● Consignes
- 1) Pour chacune des affirmations suivantes, indiquez par oui ou par non si elle concorde avec le texte ci-dessous sur le film Sarah Bernhardt, La Divine, en citant à l'identique les mots qui tranchent. (a) Les décors du film sont signés Olivier Radot. (b) Le film se conforme aux canons du biopic. (c) La société Umedia assure les ventes internationales du film.
- 2) D'après le texte ci-dessous sur le film Sarah Bernhardt, La Divine, quelle société a produit le film ?

● Bloc de texte
Naviguant vertigineusement entre trois périodes (1915, 18896 et 1886), le film dresse le portrait d’une femme hors-normes, féministe, excessive (dans la générosité, la bravade, l’acidité, le rapport à l’argent et à la gloire, les peines du présent et du passé, etc.), ouvrant une fenêtre intime sur la fine frontière paroxystique séparant l’être de la star. Tourné dans de très beaux décors (signés Olivier Radot) mais toujours resserré sur sa protagoniste, le long métrage joue la carte du langage des émotions dans un climat un peu morbide où les douleurs de l’âme et du corps suintent sous la fièvre mondaine (on croise Émile Zola, Sigmund Freud et bien d’autres) envenimée par l’affaire Dreyfus. L’ensemble instille donc à la fois une sensation de qualité indiscutable et de bizarrerie malaisante ne devant sûrement pas déplaire au réalisateur mais éloignant le film des canons du biopic pour en faire une œuvre artistique hybride et plus clivante, en miroir d’un monstre de la scène qui affirmait : "il faut haïr très peu parce que c’est très fatigant, mépriser beaucoup, pardonner souvent et ne jamais oublier."

Sarah Bernhardt, La Divine a été produit par Les Films du Kiosque et coproduit par TF1 Films Production, Fils Prod et la société belge Umedia. Memento International pilote les ventes internationales.

● Données affichées
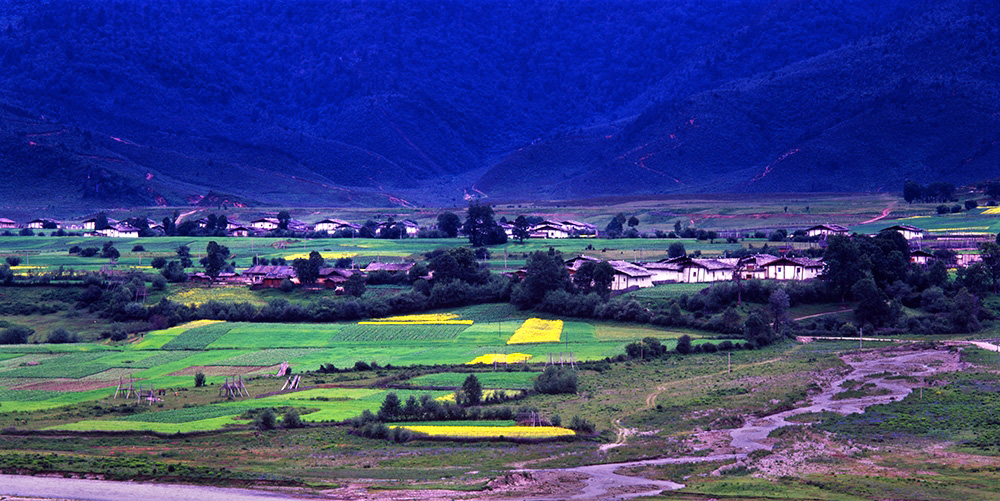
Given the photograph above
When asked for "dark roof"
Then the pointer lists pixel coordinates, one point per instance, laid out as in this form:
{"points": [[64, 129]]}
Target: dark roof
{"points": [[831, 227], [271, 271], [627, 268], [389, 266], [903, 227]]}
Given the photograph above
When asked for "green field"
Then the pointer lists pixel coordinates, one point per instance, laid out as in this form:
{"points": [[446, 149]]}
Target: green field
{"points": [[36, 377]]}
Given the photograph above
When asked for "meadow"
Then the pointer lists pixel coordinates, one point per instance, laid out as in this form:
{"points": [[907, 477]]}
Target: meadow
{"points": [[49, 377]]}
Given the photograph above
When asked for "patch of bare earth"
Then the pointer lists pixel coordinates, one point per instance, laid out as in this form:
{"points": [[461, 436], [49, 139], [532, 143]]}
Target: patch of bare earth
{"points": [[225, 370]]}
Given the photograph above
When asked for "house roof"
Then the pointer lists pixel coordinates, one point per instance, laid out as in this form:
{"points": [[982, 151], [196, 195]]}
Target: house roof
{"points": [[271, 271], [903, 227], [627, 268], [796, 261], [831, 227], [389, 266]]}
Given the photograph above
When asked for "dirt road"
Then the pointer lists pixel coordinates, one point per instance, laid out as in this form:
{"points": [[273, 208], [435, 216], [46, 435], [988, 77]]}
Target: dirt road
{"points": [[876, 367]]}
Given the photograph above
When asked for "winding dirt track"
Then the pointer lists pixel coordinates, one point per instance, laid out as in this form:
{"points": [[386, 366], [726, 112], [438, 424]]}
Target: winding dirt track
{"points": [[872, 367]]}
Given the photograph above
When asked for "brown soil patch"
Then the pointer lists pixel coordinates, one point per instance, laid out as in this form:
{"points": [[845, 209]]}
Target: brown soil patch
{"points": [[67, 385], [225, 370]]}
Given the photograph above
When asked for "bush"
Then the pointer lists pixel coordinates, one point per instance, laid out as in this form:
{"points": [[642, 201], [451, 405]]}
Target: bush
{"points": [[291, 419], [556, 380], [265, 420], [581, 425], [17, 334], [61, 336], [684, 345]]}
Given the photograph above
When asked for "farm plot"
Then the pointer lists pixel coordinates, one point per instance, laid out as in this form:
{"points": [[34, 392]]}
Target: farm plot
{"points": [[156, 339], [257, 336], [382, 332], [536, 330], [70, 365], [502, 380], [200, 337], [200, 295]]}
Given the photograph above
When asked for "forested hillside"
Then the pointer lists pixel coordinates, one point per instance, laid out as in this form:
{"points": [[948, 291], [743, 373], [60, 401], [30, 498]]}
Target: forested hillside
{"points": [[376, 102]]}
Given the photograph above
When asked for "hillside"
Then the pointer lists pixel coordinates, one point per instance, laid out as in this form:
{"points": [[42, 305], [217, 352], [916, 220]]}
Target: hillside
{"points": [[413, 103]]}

● Réponses de l'exercice
- 1)
(a) Oui : « Tourné dans de très beaux décors (signés Olivier Radot) ».
(b) Non : « éloignant le film des canons du biopic ».
(c) Non : « Memento International pilote les ventes internationales. »

- 2) Les Films du Kiosque.